- Theatrical release poster
- Directed by: Sai Ramani
- Screenplay by: Sai Ramani
- Story by: Anil Ravipudi
- Based on: Pataas by Anil Ravipudi
- Produced by: R. B. Choudary
- Starring: Raghava Lawrence Nikki Galrani
- Cinematography: Sarvesh Murari
- Edited by: Praveen K. L.
- Music by: Amresh Ganesh
- Production company: Super Good Films
- Distributed by: Sivabalan Pictures Vendhar Movies
- Release date: 9 March 2017;
- Running time: 152 minutes
- Country: India
- Language: Tamil

= Motta Shiva Ketta Shiva =

2017 Indian film by Sai Ramani

Motta Shiva Ketta Shiva is 2017 Indian Tamil-language action comedy film written and directed by Sai Ramani. The film stars Raghava Lawrence and Nikki Galrani, while Sathyaraj and Ashutosh Rana play supporting roles. It is a remake of the 2015 Telugu film Pataas with Ashutosh Rana reprising his role from the original. The music was composed by Amresh Ganesh with editing done by Praveen K. L. and cinematography by Sarvesh Murari. The film was released on 9 March 2017 and received mixed reviews.
● ● ●
* Activity 1
According to the Motta Shiva Ketta Shiva article, which actor reprises his role from the original film?
* Activity 2
Pick up the Motta Shiva Ketta Shiva article after its last sentence and carry it on.
None of the rows have any bearing on this.

* Saved entries
● ● ●
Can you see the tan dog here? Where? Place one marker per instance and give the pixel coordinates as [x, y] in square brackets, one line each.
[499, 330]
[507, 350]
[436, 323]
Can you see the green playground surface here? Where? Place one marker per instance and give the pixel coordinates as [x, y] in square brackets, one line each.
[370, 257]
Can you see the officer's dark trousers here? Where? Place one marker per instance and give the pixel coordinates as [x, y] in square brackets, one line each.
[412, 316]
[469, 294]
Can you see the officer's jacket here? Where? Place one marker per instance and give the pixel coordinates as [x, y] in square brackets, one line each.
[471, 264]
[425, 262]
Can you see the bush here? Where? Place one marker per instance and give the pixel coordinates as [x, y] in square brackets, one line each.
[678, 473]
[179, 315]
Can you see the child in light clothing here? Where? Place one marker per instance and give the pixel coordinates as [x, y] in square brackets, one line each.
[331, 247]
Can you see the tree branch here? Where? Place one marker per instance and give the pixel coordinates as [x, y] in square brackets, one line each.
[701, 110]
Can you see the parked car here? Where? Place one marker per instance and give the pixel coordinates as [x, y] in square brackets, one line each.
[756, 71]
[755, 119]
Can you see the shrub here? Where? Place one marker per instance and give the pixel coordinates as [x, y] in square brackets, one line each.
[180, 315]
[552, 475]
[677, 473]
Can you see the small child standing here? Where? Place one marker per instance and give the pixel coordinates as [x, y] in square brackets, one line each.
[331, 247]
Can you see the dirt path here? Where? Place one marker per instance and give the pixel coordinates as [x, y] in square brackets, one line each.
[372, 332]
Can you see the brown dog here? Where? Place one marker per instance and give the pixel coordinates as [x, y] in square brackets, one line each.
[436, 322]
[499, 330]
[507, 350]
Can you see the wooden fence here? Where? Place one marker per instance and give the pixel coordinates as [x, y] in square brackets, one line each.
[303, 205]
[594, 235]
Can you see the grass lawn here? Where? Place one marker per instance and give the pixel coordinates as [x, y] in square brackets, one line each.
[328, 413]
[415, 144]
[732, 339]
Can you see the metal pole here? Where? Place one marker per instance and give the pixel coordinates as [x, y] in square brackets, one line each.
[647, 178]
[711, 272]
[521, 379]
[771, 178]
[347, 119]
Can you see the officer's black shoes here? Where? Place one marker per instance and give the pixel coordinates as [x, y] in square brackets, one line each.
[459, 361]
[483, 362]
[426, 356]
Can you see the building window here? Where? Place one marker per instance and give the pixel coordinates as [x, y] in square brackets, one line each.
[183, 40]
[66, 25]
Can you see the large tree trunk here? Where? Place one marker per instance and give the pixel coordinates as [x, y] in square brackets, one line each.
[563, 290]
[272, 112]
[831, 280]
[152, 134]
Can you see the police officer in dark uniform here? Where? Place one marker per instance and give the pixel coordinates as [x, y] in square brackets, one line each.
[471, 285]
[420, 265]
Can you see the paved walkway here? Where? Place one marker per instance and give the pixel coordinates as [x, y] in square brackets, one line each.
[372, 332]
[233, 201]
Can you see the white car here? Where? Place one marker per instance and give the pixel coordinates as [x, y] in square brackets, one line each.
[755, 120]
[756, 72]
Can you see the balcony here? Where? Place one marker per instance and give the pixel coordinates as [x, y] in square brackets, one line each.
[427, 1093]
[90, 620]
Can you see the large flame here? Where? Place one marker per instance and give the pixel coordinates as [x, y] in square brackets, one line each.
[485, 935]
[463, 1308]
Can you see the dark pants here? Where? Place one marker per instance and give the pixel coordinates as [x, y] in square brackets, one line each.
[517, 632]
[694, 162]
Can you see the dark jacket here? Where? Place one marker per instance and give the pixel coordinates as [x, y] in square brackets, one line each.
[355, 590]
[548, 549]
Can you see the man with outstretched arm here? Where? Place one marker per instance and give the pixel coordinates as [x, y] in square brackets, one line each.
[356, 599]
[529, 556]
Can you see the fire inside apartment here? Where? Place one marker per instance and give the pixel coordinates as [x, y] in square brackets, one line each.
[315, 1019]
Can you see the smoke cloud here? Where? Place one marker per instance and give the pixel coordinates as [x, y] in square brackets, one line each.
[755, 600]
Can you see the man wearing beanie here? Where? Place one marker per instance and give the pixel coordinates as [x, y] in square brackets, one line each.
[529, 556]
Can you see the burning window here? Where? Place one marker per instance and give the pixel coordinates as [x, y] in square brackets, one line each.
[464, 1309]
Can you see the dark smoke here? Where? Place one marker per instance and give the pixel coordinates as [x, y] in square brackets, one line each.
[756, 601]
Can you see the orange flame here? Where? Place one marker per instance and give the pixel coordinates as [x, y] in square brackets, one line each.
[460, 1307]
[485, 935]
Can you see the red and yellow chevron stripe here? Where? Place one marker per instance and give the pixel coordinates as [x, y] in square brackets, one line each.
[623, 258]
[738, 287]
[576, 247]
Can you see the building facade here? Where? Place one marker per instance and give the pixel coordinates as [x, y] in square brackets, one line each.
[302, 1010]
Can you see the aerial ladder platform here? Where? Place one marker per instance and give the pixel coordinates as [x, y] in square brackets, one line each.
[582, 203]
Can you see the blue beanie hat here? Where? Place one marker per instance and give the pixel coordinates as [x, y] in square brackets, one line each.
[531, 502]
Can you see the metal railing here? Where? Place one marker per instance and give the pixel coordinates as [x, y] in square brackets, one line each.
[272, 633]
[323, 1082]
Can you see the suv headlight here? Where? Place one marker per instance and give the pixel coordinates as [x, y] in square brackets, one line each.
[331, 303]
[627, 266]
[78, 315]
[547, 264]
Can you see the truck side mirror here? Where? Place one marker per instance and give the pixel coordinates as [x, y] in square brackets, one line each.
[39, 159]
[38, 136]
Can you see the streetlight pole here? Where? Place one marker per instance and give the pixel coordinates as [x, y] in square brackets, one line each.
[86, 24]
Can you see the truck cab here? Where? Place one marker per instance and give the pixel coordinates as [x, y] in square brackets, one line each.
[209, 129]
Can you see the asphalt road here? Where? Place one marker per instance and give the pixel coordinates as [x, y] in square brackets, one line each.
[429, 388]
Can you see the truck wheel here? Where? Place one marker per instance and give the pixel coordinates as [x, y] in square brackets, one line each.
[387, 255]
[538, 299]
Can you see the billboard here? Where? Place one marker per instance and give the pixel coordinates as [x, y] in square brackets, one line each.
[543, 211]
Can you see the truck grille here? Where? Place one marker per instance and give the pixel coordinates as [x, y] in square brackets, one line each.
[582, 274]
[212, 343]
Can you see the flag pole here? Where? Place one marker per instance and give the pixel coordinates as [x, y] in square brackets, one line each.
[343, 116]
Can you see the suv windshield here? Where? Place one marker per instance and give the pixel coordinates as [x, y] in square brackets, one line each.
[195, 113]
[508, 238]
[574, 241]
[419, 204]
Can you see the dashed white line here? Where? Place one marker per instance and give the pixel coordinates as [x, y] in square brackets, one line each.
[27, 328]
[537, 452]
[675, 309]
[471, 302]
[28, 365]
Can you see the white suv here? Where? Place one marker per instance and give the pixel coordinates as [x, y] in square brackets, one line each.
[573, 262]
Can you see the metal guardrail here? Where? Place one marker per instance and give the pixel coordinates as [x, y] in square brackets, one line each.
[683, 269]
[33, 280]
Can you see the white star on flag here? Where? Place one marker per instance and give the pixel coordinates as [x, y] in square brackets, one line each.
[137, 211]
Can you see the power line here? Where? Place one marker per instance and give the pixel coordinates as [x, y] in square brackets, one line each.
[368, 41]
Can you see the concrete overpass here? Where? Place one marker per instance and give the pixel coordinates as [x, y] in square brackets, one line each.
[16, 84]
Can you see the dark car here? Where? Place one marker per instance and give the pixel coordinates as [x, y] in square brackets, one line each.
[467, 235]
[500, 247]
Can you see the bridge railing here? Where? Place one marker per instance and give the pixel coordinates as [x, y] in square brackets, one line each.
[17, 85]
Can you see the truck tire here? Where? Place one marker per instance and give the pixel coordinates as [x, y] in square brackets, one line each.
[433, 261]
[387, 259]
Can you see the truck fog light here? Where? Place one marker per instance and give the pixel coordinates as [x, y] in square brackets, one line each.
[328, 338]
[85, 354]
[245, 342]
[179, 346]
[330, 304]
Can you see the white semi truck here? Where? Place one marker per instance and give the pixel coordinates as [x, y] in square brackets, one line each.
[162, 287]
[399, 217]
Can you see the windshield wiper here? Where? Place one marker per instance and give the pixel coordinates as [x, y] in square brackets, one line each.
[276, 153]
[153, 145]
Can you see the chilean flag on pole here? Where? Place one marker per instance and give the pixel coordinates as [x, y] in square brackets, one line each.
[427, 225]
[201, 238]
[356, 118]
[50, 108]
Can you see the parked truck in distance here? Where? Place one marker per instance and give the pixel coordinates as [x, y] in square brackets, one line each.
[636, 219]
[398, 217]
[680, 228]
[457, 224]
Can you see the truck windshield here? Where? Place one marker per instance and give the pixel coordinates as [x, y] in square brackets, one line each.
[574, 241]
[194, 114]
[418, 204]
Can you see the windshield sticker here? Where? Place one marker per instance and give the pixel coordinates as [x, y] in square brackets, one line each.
● ● ●
* Task response 1
Ashutosh Rana

* Task response 2
== Plot ==
ACP Shivakumar IPS is a corrupt police officer who saves the Central Minister in the forest from terrorists and is transferred to Chennai and misuses his power to gain money through unorthodox processes. During this process, he encourages an MP named GK, who has become a headache to Kirubakaran, the Police Commissioner of Chennai. In a shocking revelation by GK, Shiva is Kiruba's son, who is angry at the latter as his supposed negligence killed his mother and unborn sister. However, Kiruba actually left his wife in the hospital to save several children in a terrorist attack. Unaware of this, Shiva left Kiruba, joined an orphanage, and became an corrupt IPS officer to seek revenge on him.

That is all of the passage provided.